- DESCRIPTION OF THE TASK:
Decide whether each statement agrees with the text on Nigerian soccer pioneers below. Answer yes or no for each and quote the text's deciding words. (a) The text says Nigeria has the largest population and economy in Africa. (b) The text places Howard's win as the first HBCU championship in any sport in 1971. (c) The text says Ted Chambers recruited players only from Nigeria.

In honor of black history month it is important to share multiple people that come from different countries and for this feature we honor the contributions of Nigerians and Nigerian-Americans to the beautiful game in Africa and around the world. It is estimated that by 2050, one in five people in Africa will be Nigerian. Currently it is one in four people. The amazing black pioneers of soccer that helped grow the beautiful sport of soccer in the USA and North America come from different parts of the world and their numbers are big. We will feature four players from Nigeria instead of just one this time so that we can share the impact that Nigerians had in development of the sport within North America. To understand a little bit about Nigeria, first and foremost it is important to know that this west African country has the largest population and economy in Africa. Many of the early African immigrants to the USA came from Nigeria and west Africa. Despite the racism however most Nigerians excelled and contributed to many aspects of the American life just like other immigrants from around the world. Most of you may be aware that Howard University won the NCAA titles in 1971 and 1974 but way before that in 1961 Howard was the first ever HBCU school to win a championship in any sport. The legendary coach Ted Chambers was able to recruit players from everywhere so that Howard could become a place where black people from all over the world can come together.

- EXTRACTED DATA:
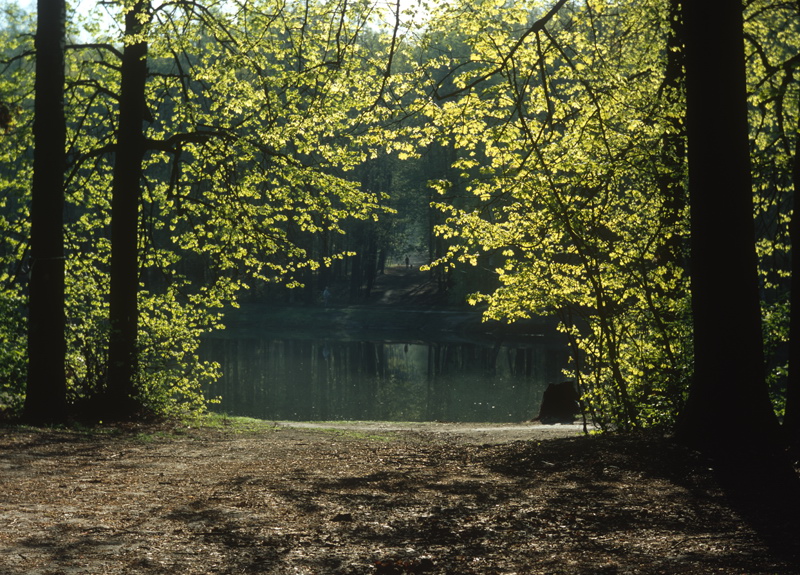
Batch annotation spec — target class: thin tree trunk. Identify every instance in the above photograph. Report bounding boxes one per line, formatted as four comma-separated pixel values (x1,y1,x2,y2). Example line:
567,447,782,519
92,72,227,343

* * *

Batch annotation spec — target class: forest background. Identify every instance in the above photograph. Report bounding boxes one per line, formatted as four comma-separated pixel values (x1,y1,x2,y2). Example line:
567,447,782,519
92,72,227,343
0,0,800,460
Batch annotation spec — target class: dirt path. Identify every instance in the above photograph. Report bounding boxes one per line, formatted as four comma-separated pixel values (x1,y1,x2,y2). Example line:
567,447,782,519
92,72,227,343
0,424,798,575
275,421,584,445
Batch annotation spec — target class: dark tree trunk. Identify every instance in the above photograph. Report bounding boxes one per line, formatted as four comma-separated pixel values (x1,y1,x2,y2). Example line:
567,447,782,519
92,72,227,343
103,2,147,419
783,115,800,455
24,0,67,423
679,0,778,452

==

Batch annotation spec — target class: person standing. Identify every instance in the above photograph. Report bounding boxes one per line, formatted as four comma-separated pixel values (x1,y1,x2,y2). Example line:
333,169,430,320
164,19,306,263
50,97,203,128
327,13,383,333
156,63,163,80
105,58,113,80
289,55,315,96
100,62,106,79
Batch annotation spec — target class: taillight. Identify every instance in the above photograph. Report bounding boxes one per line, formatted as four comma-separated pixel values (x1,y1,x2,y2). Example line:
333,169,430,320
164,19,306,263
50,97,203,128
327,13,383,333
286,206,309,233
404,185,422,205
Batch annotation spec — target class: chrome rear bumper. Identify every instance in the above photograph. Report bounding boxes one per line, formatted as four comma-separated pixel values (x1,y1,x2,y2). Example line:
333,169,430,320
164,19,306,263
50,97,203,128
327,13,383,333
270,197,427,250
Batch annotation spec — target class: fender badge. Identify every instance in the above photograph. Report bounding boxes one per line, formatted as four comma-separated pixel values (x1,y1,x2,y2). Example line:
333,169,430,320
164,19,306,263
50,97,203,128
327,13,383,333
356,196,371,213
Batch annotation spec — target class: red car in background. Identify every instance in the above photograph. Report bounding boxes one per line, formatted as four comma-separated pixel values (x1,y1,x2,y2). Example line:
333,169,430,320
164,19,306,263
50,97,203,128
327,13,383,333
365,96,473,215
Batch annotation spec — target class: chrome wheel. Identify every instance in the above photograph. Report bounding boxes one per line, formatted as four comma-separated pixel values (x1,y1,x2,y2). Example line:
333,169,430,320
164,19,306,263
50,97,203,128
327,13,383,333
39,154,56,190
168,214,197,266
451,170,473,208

- FINISHED TASK:
(a) Yes: "this west African country has the largest population and economy in Africa"
(b) No: "in 1961 Howard was the first ever HBCU school to win a championship in any sport"
(c) No: "The legendary coach Ted Chambers was able to recruit players from everywhere"